:: WORK TO BE COMPLETED ::
Find the string "silo" in the material. Copy every line that has it.

Segment Open

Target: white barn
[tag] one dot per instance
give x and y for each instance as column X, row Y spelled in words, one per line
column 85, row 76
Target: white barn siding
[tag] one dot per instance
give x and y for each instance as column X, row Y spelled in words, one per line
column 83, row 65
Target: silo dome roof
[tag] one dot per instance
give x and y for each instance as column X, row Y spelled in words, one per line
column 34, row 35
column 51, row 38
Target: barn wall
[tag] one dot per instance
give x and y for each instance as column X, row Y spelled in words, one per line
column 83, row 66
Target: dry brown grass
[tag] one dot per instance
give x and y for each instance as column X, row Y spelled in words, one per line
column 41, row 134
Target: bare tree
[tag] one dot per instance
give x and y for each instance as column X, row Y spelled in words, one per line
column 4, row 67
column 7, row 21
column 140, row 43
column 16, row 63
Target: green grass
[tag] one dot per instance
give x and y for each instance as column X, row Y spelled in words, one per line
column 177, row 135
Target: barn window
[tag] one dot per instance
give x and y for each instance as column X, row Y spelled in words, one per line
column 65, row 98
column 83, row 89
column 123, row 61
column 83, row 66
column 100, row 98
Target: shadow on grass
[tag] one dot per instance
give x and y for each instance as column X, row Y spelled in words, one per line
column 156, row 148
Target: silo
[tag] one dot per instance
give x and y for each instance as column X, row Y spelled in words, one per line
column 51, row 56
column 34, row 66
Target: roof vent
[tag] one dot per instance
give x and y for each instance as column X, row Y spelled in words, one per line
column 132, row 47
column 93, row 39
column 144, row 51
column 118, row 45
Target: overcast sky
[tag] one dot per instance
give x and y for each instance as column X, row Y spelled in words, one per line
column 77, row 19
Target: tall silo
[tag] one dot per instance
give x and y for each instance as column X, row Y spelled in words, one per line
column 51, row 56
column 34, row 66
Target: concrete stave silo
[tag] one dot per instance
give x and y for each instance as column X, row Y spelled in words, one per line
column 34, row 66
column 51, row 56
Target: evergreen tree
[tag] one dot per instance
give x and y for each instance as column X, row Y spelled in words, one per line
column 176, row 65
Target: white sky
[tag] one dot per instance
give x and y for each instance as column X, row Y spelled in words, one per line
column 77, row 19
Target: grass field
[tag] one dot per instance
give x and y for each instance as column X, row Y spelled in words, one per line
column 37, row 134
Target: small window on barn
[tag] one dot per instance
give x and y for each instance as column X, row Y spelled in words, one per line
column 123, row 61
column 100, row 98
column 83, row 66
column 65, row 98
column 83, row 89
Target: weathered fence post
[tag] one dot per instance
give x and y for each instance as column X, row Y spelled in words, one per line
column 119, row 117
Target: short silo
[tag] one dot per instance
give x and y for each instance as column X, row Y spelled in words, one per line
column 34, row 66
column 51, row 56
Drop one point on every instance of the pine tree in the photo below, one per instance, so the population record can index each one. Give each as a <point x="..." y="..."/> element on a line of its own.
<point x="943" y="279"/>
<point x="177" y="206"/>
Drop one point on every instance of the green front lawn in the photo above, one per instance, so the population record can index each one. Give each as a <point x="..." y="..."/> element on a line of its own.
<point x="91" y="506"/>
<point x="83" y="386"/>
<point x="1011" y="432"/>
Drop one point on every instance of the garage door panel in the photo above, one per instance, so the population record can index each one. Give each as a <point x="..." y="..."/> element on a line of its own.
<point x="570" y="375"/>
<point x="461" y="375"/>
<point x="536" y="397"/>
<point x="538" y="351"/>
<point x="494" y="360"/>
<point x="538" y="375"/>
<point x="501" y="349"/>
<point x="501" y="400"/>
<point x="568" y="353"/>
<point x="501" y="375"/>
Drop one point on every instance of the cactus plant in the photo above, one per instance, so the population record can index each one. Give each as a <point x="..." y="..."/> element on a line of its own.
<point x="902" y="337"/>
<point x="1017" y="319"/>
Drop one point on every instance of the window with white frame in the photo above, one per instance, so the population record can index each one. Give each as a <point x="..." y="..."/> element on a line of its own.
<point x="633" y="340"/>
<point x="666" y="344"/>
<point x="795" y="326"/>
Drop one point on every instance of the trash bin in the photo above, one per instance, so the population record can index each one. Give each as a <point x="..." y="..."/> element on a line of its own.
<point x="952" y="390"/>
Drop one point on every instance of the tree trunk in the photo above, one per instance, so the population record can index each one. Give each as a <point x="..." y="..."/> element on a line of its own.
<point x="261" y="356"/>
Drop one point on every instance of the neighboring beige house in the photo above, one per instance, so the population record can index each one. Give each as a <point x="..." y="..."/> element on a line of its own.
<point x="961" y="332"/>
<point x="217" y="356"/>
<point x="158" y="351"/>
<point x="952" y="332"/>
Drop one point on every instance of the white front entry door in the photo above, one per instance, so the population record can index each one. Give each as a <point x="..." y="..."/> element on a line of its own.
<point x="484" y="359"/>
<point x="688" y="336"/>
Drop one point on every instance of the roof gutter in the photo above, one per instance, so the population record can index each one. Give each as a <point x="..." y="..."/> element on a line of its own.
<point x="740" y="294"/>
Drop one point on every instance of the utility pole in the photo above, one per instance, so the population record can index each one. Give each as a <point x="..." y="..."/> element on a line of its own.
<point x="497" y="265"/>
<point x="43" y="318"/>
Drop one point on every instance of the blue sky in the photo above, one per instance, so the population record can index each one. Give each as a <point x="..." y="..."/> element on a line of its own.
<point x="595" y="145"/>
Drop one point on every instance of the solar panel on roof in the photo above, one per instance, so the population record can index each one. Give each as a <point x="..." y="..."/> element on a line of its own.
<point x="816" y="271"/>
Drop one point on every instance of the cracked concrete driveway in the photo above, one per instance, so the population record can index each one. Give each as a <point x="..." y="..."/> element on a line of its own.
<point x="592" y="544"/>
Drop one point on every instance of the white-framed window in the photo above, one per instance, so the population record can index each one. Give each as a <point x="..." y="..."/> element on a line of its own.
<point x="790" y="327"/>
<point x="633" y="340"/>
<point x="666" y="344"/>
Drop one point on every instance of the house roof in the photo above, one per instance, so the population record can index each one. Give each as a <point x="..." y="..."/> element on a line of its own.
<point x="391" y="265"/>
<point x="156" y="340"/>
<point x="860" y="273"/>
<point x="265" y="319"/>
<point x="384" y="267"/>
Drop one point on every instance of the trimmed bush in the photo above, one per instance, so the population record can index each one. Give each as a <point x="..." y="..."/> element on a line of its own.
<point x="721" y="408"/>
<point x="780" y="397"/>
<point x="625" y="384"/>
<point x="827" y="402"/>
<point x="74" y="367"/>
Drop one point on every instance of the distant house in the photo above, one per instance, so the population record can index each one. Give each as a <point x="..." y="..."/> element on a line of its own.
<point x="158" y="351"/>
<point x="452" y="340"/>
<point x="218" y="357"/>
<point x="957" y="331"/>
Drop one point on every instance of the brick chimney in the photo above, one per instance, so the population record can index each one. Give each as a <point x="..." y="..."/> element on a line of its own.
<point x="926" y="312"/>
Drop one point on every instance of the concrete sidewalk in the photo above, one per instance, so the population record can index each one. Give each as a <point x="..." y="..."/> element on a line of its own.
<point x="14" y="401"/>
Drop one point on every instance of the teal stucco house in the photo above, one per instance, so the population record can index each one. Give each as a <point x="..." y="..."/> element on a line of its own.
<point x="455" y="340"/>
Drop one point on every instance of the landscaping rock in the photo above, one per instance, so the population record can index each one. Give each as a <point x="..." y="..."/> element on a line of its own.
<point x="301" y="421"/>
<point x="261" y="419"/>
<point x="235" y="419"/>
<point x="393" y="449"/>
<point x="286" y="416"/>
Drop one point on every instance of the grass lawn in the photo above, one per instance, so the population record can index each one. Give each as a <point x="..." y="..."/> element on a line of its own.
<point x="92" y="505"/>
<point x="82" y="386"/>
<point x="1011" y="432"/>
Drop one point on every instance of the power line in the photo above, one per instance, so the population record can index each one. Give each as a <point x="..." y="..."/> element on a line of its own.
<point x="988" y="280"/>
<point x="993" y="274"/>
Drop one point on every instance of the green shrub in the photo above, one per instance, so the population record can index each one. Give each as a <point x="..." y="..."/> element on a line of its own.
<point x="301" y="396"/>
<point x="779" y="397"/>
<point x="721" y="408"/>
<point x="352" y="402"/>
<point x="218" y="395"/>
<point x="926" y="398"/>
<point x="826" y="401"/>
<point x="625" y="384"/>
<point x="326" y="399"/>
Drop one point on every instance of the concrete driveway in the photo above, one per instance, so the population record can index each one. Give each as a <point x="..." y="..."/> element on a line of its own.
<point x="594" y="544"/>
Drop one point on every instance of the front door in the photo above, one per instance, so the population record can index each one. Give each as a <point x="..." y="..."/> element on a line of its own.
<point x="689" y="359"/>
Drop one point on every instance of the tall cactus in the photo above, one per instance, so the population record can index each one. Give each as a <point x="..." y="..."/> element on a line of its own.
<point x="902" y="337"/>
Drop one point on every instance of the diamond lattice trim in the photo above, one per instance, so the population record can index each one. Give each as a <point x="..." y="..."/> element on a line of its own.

Segment Closed

:: FINISHED TASK ::
Target: silo dome roof
Target: silo
Target: tall silo
Target: concrete stave silo
Target: short silo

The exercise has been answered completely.